• Vorliegender Text
⟨
Spidergawds musikalischer Ausflug in die Vergangenheit
Gerade einmal ein Jahr nach ihrem letzten Album »III« legen Spidergawd 2017 bereits ein neues Werk nach. Dabei behalten Sie ihre pragmatische Namensgebung bei. Hier ist »IV«.
Inhaltlich haben die Norweger aber ein bisschen was verändert. Die neuen Songs können getrost als musikalische Zeitreise deklariert werden. Das bedeutet aber nicht, dass sie sich auf »IV« aus ihrer musikalischen Komfortzone bewegen, denn die liegt immer noch zwischen brachialen aber melodischen Riffs, ausgefeilten Soli und dem Spiel einer Rhythmusgruppe, die ihresgleichen sucht. Dazu trägt seit Kurzem auch der neue Bassist Hallvard Gaardløs bei. Last but not least ist da noch die unverkennbare Reibeisenstimme von Per Borten.
Die Inspiration und die Einflüsse auf dem neuen Album haben sich allerdings hörbar weiterentwickelt. Und so ist »IV« ein Tribut an die New Wave of British Heavy Metal, an Bands wie Motörhead, Thin Lizzy, Iron Maiden und Judas Priest – aber eben ohne, dass Spidergawd dabei ihren eigenen Signaturesound aufgeben.
Das Ergebnis ist ein regelrechtes Hardrockmonster, das seine Hörer ein Stück weit mit zurück in die Vergangenheit nimmt. Hier ist Spidergawds »IV«.
Muskulös und melancholisch - auf Metal-Zeitreise.
Es gibt Platten, da reichen im Prinzip drei, vier mit dezentem Kopfschütteln und geweitetem Blick ausgesprochene Worte, um alles auf den Punkt zu bringen: Alter, das ist der Hammer.
Gönnen wir den Spinnengöttern dennoch ein paar Sätze mehr, wir sind ja nicht zum Spaß hier. First things first: Motorpsycho-Bassist Bent Sæther, der auf den ersten drei Spidergawd-Alben den Bass bediente, hat das Feld geräumt. An seine Stelle ist der junge Hallvard Gardlos getreten. Der sieht nicht nur aus wie Saethers kleiner Bruder, sondern ist auch ähnlich bewandert in dieser Art von Bass-Spiel. Auf einer Bandbreite zwischen Motörhead-Wäscheleine und verfrickelten Jazz-Riffs im 7/8-Takt beherrscht er alles. Das war es aber auch schon mit Änderungen, alle weiteren äußeren Koordinaten sind fix bis hin zum proggigen Artwork, das wie gewohnt aus der digitalen Feder von Morel Emile stammt.
⟩
• Zu bearbeitende Aufgaben
**1)** Aus wessen digitaler Feder stammt laut der Besprechung von Spidergawds »IV« das Artwork?
**2)** Prüfe anhand der Besprechung von Spidergawds »IV«, ob diese Aussagen zutreffen: (a) »IV« erschien ein Jahr nach dem Album »III«. (b) Auf »IV« geben Spidergawd ihren eigenen Signaturesound auf. (c) Bent Sæther spielte auf den ersten drei Spidergawd-Alben den Bass.
**3)** Setze die Besprechung von Spidergawds »IV« nach ihrem letzten Satz fort.

• Bereitgestellte Datensätze
⟨
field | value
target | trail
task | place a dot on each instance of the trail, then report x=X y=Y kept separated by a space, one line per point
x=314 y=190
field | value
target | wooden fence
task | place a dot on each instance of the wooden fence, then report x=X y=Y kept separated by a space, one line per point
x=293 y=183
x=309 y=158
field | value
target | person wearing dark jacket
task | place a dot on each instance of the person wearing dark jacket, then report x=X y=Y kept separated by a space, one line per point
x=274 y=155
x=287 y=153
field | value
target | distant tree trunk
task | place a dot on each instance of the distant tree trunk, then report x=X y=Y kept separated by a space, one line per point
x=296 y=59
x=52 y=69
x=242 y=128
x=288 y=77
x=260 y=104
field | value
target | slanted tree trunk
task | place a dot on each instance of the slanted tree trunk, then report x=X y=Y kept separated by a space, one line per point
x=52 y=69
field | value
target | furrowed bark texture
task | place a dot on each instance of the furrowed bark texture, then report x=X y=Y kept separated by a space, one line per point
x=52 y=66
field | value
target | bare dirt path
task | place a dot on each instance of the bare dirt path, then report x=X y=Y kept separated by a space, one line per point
⟩
• Antworten zur Übung
**1)** Von Morel Emile.

**2)**
(a) Ja: „Gerade einmal ein Jahr nach ihrem letzten Album »III« legen Spidergawd 2017 bereits ein neues Werk nach.“
(b) Nein: „aber eben ohne, dass Spidergawd dabei ihren eigenen Signaturesound aufgeben“
(c) Ja: „der auf den ersten drei Spidergawd-Alben den Bass bediente“

**3)**
Stilistisch hat sich da schon einiges mehr getan. Man kann die ersten drei Alben, die in kurzen Abständen seit 2014 erschienen sind, als Tryptichon eines Sounds verstehen, der als thinking men‘s Stoner Rock daherkam und monstermagnetischen PsychOut mit tiefergelegtem AltRock zwischen QOTSA, den Foos und 70s-Sprenkseln kombinierte. "IV" gerät nun zur Ehrerbietung an die Früh-80er-Riege aus dem Spannungsfeld zwischen Metal und klassischem Hardrock. Schon fast unverschämt authentisch, wie Drummer Kenneth Kapstad da den Tom-Auftakt rausbrettert, sein Beckengelöt die Saiten und das Sax zum metallischen Tutti reinholt, um dann kopfüber in jenen Galopp zu stürzen, in dem auch Maiden mit wehenden Federn zu den Hügeln reiten.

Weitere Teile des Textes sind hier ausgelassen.